### WRITTEN PROBLEM
Filter the rows below and keep only the lines that contain the string "with", matched case-sensitively. Copy each kept line unchanged.

### DATASET ROWS
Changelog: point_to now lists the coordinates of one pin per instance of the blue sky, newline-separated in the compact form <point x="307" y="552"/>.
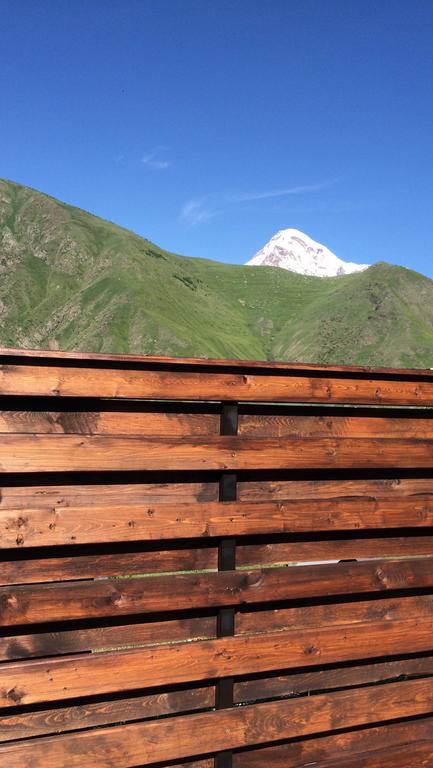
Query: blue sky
<point x="207" y="125"/>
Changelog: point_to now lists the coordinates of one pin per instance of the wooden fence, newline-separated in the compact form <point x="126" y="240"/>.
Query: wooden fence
<point x="214" y="564"/>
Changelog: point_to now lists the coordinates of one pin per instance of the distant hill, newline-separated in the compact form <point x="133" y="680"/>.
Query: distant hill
<point x="74" y="281"/>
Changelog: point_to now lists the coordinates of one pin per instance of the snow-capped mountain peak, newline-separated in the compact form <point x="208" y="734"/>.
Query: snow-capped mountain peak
<point x="291" y="249"/>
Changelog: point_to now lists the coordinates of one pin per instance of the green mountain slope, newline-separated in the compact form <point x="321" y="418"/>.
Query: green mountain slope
<point x="71" y="280"/>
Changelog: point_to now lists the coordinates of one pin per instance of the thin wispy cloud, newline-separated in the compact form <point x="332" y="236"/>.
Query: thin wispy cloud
<point x="302" y="189"/>
<point x="153" y="159"/>
<point x="197" y="211"/>
<point x="202" y="209"/>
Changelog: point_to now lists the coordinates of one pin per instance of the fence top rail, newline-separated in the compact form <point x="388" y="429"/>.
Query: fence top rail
<point x="263" y="366"/>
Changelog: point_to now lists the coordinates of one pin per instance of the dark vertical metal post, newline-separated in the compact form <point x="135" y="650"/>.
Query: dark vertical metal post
<point x="226" y="562"/>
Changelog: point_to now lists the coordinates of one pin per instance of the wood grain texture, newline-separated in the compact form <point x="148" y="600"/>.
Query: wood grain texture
<point x="30" y="682"/>
<point x="99" y="639"/>
<point x="115" y="494"/>
<point x="52" y="526"/>
<point x="333" y="614"/>
<point x="99" y="566"/>
<point x="328" y="679"/>
<point x="338" y="549"/>
<point x="285" y="490"/>
<point x="313" y="752"/>
<point x="251" y="425"/>
<point x="62" y="601"/>
<point x="82" y="716"/>
<point x="51" y="643"/>
<point x="146" y="361"/>
<point x="63" y="453"/>
<point x="184" y="736"/>
<point x="108" y="423"/>
<point x="413" y="755"/>
<point x="55" y="381"/>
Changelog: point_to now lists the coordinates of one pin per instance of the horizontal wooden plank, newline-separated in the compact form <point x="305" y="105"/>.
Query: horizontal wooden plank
<point x="51" y="643"/>
<point x="80" y="525"/>
<point x="63" y="453"/>
<point x="337" y="613"/>
<point x="184" y="736"/>
<point x="30" y="682"/>
<point x="102" y="639"/>
<point x="333" y="614"/>
<point x="108" y="423"/>
<point x="31" y="380"/>
<point x="28" y="571"/>
<point x="85" y="715"/>
<point x="312" y="752"/>
<point x="280" y="553"/>
<point x="284" y="490"/>
<point x="63" y="601"/>
<point x="146" y="361"/>
<point x="328" y="679"/>
<point x="252" y="425"/>
<point x="99" y="566"/>
<point x="411" y="755"/>
<point x="115" y="494"/>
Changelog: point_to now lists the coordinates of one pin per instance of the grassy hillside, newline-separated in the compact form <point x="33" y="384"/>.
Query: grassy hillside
<point x="74" y="281"/>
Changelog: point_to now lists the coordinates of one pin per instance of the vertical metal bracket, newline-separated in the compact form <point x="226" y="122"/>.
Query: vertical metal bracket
<point x="226" y="562"/>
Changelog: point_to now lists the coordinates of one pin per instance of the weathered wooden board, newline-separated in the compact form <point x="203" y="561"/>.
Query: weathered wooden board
<point x="108" y="423"/>
<point x="317" y="426"/>
<point x="55" y="381"/>
<point x="129" y="590"/>
<point x="62" y="453"/>
<point x="171" y="739"/>
<point x="53" y="526"/>
<point x="340" y="746"/>
<point x="62" y="601"/>
<point x="334" y="549"/>
<point x="37" y="681"/>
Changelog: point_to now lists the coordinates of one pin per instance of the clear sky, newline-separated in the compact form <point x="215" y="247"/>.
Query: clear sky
<point x="207" y="125"/>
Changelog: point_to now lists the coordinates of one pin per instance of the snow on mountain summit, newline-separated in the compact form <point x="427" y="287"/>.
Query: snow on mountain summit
<point x="291" y="249"/>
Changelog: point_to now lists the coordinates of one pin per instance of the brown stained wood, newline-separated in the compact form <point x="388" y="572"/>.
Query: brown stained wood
<point x="108" y="423"/>
<point x="133" y="563"/>
<point x="269" y="490"/>
<point x="83" y="495"/>
<point x="184" y="736"/>
<point x="102" y="639"/>
<point x="413" y="755"/>
<point x="62" y="601"/>
<point x="335" y="614"/>
<point x="326" y="679"/>
<point x="62" y="453"/>
<point x="333" y="426"/>
<point x="312" y="752"/>
<point x="31" y="380"/>
<point x="130" y="635"/>
<point x="100" y="566"/>
<point x="23" y="355"/>
<point x="27" y="527"/>
<point x="338" y="549"/>
<point x="37" y="681"/>
<point x="87" y="715"/>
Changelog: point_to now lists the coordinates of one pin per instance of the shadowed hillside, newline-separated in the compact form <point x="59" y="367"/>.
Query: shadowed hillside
<point x="72" y="280"/>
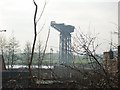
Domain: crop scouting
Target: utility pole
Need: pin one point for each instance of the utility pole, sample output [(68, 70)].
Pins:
[(119, 45)]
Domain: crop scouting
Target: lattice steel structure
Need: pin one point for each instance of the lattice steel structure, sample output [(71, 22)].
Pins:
[(65, 55)]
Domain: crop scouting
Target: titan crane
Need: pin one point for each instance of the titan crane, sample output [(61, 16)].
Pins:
[(65, 55)]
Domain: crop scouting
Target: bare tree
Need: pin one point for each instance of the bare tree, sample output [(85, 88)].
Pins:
[(86, 45), (12, 49), (35, 32), (27, 52)]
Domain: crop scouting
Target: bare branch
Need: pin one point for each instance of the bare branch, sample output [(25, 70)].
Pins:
[(41, 13)]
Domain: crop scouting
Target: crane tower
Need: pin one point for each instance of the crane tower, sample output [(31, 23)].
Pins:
[(65, 55)]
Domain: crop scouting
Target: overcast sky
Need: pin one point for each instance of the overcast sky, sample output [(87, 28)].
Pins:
[(95, 16)]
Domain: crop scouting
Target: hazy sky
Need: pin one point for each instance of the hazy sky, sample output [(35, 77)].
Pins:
[(95, 16)]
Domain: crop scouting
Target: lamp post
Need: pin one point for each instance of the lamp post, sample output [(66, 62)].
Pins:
[(2, 30)]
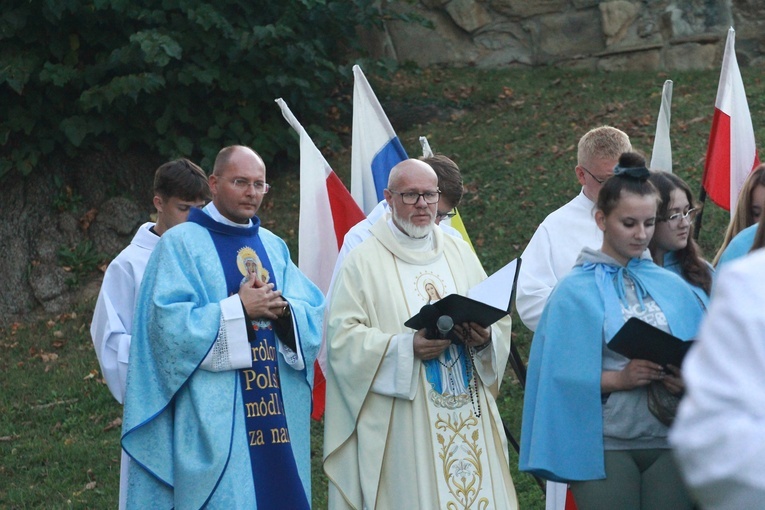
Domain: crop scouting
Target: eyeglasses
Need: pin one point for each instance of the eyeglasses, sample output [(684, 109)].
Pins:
[(599, 181), (411, 197), (675, 219), (243, 184)]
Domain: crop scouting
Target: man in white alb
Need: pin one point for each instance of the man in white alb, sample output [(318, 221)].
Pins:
[(557, 242), (179, 186)]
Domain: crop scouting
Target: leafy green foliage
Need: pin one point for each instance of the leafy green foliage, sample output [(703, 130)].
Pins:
[(79, 260), (182, 78)]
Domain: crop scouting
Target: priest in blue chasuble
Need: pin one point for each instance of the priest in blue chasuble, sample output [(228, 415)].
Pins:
[(217, 411)]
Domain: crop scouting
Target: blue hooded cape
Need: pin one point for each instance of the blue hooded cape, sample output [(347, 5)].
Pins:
[(738, 246), (183, 426), (562, 428)]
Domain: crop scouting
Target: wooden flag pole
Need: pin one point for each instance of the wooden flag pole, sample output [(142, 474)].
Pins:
[(697, 223)]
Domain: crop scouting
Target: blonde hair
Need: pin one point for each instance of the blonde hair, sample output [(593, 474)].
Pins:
[(742, 217), (604, 142)]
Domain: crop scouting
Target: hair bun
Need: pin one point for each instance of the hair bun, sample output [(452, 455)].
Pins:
[(640, 173)]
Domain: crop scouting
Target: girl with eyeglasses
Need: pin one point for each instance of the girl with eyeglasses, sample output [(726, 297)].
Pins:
[(672, 245), (588, 417)]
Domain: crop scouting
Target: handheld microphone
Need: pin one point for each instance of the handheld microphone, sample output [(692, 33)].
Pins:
[(444, 324), (429, 315)]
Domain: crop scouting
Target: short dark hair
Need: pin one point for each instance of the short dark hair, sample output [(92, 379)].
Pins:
[(183, 179), (449, 177)]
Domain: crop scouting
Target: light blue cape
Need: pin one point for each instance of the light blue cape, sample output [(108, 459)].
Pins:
[(738, 246), (562, 428)]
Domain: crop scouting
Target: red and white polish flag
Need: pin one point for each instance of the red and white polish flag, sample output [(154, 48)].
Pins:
[(731, 152), (327, 212)]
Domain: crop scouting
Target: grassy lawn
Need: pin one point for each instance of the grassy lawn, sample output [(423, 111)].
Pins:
[(514, 135)]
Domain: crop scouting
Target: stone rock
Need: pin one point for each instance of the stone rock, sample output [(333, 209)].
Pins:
[(445, 43), (527, 9), (571, 34), (692, 56), (509, 43), (649, 60), (116, 223), (616, 17), (468, 14)]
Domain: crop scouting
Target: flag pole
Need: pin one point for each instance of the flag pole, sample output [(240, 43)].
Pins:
[(697, 222)]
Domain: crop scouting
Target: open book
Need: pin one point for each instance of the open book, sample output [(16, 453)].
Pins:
[(639, 340), (485, 303)]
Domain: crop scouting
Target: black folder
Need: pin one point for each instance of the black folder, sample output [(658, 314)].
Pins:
[(461, 309), (639, 340)]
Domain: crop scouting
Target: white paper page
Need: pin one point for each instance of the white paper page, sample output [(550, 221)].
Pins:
[(496, 289)]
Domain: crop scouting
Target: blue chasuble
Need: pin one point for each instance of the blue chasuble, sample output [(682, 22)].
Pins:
[(274, 471)]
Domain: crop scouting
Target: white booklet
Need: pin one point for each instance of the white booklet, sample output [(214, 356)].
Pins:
[(498, 290)]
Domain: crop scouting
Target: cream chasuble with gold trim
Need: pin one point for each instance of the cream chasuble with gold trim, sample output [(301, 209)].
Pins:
[(443, 448)]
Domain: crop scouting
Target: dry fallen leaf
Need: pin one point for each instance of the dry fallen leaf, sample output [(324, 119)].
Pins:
[(116, 423)]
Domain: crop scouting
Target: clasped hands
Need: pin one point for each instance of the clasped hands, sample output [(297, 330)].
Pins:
[(640, 372), (260, 300), (470, 333)]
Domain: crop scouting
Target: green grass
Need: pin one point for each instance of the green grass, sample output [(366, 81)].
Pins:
[(513, 133)]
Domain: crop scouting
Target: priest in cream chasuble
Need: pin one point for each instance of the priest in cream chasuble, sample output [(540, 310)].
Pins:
[(404, 430)]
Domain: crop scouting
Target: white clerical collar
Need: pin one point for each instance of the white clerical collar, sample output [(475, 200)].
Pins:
[(411, 243), (215, 214)]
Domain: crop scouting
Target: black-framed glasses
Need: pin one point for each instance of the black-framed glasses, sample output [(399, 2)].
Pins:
[(243, 184), (675, 219), (411, 197), (598, 180)]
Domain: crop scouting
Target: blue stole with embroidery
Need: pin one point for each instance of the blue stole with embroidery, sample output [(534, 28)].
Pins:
[(274, 471)]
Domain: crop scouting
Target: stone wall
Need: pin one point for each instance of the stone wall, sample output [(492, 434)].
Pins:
[(612, 35)]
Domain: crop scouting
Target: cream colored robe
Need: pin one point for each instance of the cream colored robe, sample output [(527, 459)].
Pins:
[(377, 449)]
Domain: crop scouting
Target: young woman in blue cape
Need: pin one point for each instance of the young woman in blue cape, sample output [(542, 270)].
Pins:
[(586, 417), (672, 246)]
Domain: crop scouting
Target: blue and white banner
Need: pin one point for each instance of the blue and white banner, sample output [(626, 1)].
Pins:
[(375, 147)]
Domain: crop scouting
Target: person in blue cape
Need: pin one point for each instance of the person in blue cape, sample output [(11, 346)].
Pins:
[(586, 415), (672, 245), (744, 218), (226, 332)]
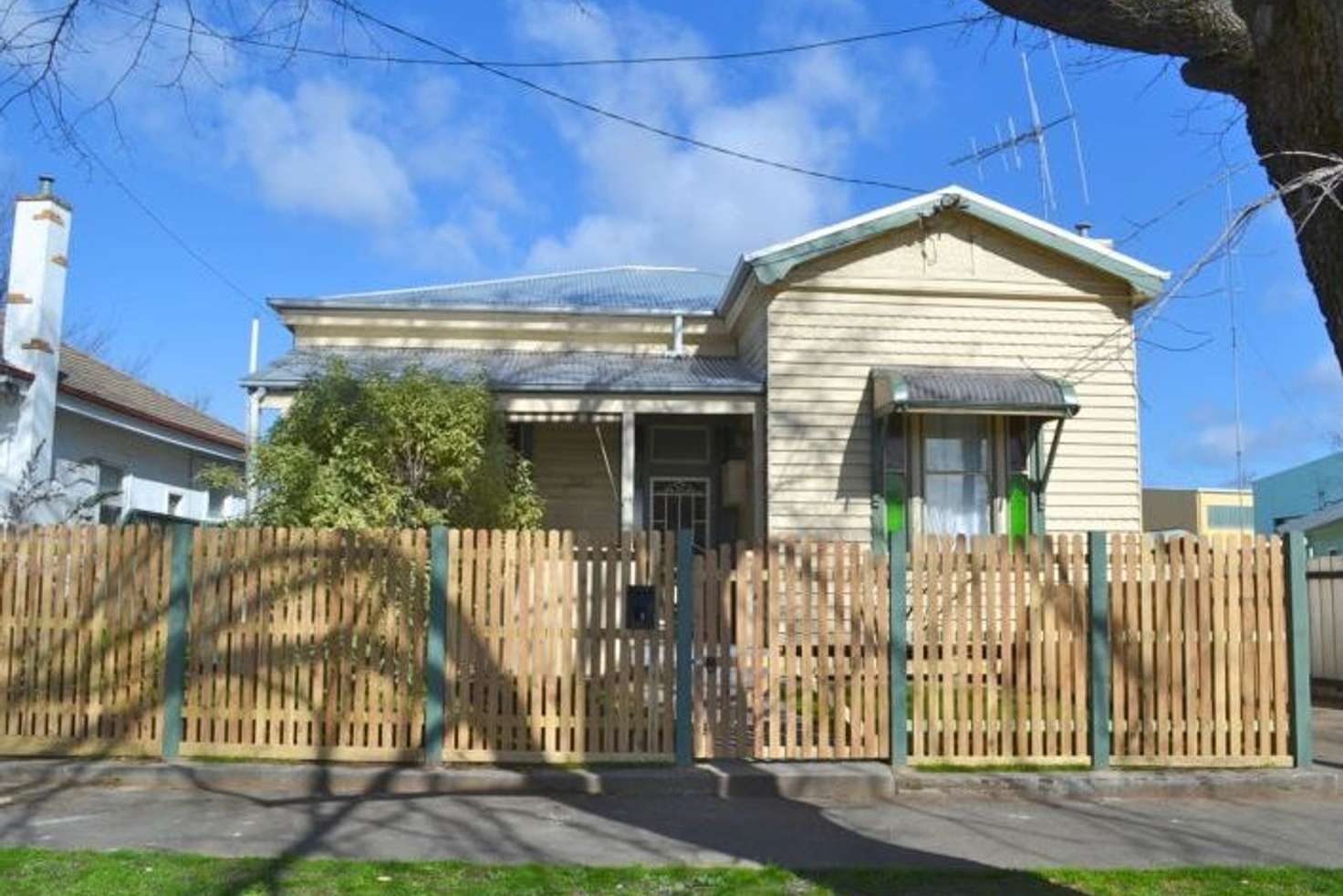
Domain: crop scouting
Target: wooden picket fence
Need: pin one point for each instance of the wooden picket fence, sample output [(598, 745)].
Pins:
[(307, 643), (791, 651), (998, 651), (81, 640), (1200, 651), (313, 643), (540, 660), (1325, 583)]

### WRITTEN SOLUTION
Target: girl with eyeglasses
Need: pin one point for each instance of the girl with eyeglasses, sample output [(726, 297)].
Target: cream chasuble with gold trim
Need: pin one point for each instance of the cream chasuble with gold trim, sample output [(301, 209)].
Target: blue stole with embroidery
Need: pin one point for each instance of the blue stole with embroidery, sample output [(534, 28)].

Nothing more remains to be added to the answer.